→ SOURCE PASSAGE:
┌──

Undoubtedly one of the most visually and audibly striking films of the year, Robert Eggers’ The Lighthouse is a strange tale of madness among men in isolation. Pattinson gives a performance to rival the best of this year and Eggers ability to pull tropes of different genres and styles into a hallucinatory trip into the darkest areas of a man’s psyche solidifies himself as one of the most interesting filmmakers of the decade.
Following the critically well received The Witch (2015), Robert Eggers returns to directing feature film with The Lighthouse. A hallucinatory tale of two lighthouse keepers tending to a mysterious island in the late 19th century. Building on the unsettling visual style Eggers has become known for in the short film circuit and had expanded with The Witch, The Lighthouse is one of the year’s most interesting films, both thematically and visually. Much creative freedom is given to Pattinson and Defoe, who play the two leads, and both give two of the best performances of their career. Consistently throughout, you will be questioning what is real and what is not on this strange island that seems so far away from civilisation and is hidden away within a constant and unsettling fog. Eggers’ slow and meandering style creates an unnerving and foreboding atmosphere pressing you back into your seat and trapping you on the island with the two leads.
It is difficult to evaluate the plot for it’s literal properties, as much of the story is told through symbolic visual aspects but nonetheless there is a coherent chain of events that can be dissected.
Arriving on the island during a cold windy day, young Ephraim Winslow (Pattinson) has taken on a government contract as a second lighthouse keeper to accompany and help the older and crippled Thomas Wake (Defoe). Wake insists upon Winslow taking on the more physically demanding tasks during the day whilst Wake watches the light during the night. Throughout, Winslow is slowing counting down the days of the four weeks he is contracted for, as he slowly starts to encounter strange happenings with regards to Wake’s behavior and the idiosyncrasies of the island itself. Without giving too much away, the island seems to slowly consume Winslow and his ideas of self identity, until he finally gives into hedonistic desires, and begins to lose control of himself.
The plot is engaging but is rather vague in its execution. The story can be summed up as two men work on an island and learn to develop an antagonistic and mistrustful if workable friendship. They reflect each other in many more ways than one and the more eagle eyed viewer will pick up on certain dialogue choices that suggests it is more than just a simple coherence in their behaviour. Both have much to hide from the other and neither is quite willing to bridge the gap in a sensible and agreeable way, creating odd and uncomfortable tension between the two that bursts out during moments of emotional intensity.

└──

→ RAW RECORDS:
┌──

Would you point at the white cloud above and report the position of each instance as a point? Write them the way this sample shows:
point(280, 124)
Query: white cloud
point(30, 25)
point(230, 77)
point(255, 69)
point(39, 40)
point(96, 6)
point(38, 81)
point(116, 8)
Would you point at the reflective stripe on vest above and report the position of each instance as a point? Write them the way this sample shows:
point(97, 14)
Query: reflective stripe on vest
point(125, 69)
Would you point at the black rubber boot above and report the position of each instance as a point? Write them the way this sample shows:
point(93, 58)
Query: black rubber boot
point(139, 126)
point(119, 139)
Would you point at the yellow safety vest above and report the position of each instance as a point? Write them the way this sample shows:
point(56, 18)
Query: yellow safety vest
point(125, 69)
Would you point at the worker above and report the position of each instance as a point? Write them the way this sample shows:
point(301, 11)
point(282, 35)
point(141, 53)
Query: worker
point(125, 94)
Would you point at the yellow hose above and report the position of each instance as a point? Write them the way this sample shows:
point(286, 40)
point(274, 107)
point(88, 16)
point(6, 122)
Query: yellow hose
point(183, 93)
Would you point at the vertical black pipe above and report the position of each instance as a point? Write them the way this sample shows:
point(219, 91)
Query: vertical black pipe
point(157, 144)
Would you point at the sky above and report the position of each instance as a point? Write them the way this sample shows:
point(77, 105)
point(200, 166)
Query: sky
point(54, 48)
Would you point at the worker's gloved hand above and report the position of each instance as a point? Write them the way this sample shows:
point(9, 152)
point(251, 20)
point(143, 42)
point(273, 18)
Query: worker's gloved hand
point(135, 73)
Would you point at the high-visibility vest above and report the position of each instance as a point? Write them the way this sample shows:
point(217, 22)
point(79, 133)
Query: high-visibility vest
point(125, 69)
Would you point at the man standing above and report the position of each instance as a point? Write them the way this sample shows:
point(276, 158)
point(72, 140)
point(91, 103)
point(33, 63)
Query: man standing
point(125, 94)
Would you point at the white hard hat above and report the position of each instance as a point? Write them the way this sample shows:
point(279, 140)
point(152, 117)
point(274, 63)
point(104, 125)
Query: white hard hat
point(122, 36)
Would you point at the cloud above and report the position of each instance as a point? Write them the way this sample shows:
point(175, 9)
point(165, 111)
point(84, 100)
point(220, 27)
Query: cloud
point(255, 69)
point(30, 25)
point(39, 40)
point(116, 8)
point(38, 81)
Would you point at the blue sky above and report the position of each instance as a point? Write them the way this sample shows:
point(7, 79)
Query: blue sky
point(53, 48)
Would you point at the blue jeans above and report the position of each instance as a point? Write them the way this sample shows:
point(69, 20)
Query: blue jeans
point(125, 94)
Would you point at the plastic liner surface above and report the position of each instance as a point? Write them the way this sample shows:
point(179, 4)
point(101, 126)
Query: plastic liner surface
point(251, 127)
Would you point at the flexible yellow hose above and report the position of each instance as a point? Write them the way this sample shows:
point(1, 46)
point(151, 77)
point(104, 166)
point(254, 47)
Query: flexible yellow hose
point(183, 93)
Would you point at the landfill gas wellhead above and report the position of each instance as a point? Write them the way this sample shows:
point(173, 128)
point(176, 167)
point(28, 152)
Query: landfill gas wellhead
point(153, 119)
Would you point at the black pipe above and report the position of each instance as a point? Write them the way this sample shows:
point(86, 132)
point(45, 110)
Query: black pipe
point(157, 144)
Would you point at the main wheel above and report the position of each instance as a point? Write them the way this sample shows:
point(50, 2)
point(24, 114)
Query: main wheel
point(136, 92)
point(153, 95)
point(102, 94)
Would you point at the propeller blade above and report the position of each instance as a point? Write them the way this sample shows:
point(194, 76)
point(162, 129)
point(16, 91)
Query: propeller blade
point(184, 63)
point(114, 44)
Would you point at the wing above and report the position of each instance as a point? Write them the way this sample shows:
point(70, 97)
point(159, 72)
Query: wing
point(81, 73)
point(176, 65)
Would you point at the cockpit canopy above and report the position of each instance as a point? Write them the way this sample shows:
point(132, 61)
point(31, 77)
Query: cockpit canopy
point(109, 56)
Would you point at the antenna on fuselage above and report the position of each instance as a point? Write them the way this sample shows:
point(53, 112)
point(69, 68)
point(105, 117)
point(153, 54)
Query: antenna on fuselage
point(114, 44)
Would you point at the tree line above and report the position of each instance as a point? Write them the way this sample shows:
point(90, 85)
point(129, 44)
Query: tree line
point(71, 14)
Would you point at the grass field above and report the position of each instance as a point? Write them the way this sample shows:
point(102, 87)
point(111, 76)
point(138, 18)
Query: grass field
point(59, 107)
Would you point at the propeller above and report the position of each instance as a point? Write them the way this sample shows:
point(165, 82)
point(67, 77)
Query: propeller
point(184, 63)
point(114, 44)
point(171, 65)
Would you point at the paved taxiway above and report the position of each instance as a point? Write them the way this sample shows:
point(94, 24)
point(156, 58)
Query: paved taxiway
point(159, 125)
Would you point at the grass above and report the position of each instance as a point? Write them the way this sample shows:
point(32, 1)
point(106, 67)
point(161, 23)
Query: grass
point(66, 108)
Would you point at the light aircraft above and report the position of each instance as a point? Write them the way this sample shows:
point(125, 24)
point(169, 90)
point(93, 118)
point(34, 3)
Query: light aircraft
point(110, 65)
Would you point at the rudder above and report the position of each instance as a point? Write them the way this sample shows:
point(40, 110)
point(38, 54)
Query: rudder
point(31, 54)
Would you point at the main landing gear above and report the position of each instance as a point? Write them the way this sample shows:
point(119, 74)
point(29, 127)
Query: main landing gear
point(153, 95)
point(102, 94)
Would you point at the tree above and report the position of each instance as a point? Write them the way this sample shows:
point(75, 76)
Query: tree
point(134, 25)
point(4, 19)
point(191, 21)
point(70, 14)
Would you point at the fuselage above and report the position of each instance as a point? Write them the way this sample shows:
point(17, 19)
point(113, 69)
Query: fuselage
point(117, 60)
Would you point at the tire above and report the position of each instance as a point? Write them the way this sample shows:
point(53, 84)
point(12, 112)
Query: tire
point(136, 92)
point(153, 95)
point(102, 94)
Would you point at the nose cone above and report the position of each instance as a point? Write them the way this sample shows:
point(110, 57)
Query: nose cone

└──

→ WRITTEN INSTRUCTION A: In the review of The Lighthouse, how many weeks is Ephraim Winslow contracted to work on the island?
→ WRITTEN INSTRUCTION B: Carry on the review of The Lighthouse from its final sentence.

→ TASK RESPONSE A: Four weeks.

→ TASK RESPONSE B:
Regardless of the vague nature of the story, the real treat comes from the performances of Robert Pattinson and Willem Defoe. Pattinson especially, who I’ve always thought of has an excellent actor who unfortunately had to be in some really terrible movies to get his name on the papers of studio execs. Twilight is long past now and in my opinion it was worth it to be able to see him in special projects such as this. Pattinson’s slow unravelling of Winslow’s psyche is a fantastic watch as he descends from rule abiding to raving paranoia, so subtly that when the s**t hits the fan you’re almost as surprised as he is to find out he really has fallen very far. Defoe on the other hand begins the film as a stereotypical lifetime sailor who was never sane in the first place, married to his precious lighthouse. The performance is a bit pantomime and begins as a humorous release from the overbearing tension the island emits but slowly becomes just as unsettling as the strange occurrences around the island itself, with the film knowingly referencing how ridiculous he is to wonderful effect.
Visually however is where the film really gets interesting. The film was not only shot in black and white but also in an aspect ration of 1.19:1 which closes the frame so tightly around the characters effectively forcing them to be in each other’s presence in an uncomfortably intimate way, accentuating the isolation and claustrophobia that comes with small island life. Certain moments are given greater artistic merit because of the colour scheme as well. Silhouettes ooze an uncomfortable mystery that tease the audience’s curiosity but warn of disturbing truths hiding in the dark. The ever present bright light from the lighthouse shines upon everything but never holds on one element, always patrolling but never investigating. There is much to be interpreted from the many visual symbols that appear numerous times throughout the movie that I shan’t discuss here for fear of spoiling what is certainly something one should walk into knowing as little as possible. Needless to say however Jarin Blaschke’s cinematography is wonderfully applied and is easily the best element of an overall great film.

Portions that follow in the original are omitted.